• **Exercise requirements**
Print the listing that follows, character for character.

:::::

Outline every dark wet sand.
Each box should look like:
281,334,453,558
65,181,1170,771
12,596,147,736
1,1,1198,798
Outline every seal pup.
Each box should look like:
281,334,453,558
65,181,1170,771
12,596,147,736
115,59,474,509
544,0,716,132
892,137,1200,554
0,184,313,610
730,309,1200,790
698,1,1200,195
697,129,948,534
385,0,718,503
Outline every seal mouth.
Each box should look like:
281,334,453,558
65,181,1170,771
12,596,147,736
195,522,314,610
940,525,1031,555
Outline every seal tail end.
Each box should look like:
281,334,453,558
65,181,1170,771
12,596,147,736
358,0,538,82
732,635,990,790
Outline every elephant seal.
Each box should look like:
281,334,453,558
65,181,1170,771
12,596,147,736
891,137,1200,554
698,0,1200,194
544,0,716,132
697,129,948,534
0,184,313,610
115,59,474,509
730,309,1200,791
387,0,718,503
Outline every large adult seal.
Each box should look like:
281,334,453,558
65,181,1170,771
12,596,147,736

:::::

• **Solution**
Outline every dark wet sand.
Each box should look like:
281,334,453,558
65,181,1170,771
12,596,147,736
1,1,1198,798
Outline every seal pup.
Each box should look like:
281,334,453,558
65,181,1170,771
12,596,147,736
115,59,474,509
544,0,716,132
892,137,1200,554
0,184,313,610
730,309,1200,790
698,1,1200,195
697,129,948,534
385,0,718,503
Outline every seal mouth.
Each box should look like:
281,334,453,558
65,181,1170,771
12,596,147,736
195,522,314,610
940,525,1031,555
Outline every seal tail end.
Each box should look like:
281,334,453,558
65,181,1170,771
12,596,147,736
358,0,538,82
732,635,990,790
Outline every elephant seal.
Each box should look like:
281,334,453,558
65,181,1170,771
12,596,147,736
891,137,1200,554
698,0,1200,194
544,0,716,132
697,129,948,534
0,184,313,610
115,59,474,509
730,309,1200,791
387,0,718,503
Outline every large adult seal.
Each box should look like:
281,334,453,558
65,181,1170,771
12,596,147,736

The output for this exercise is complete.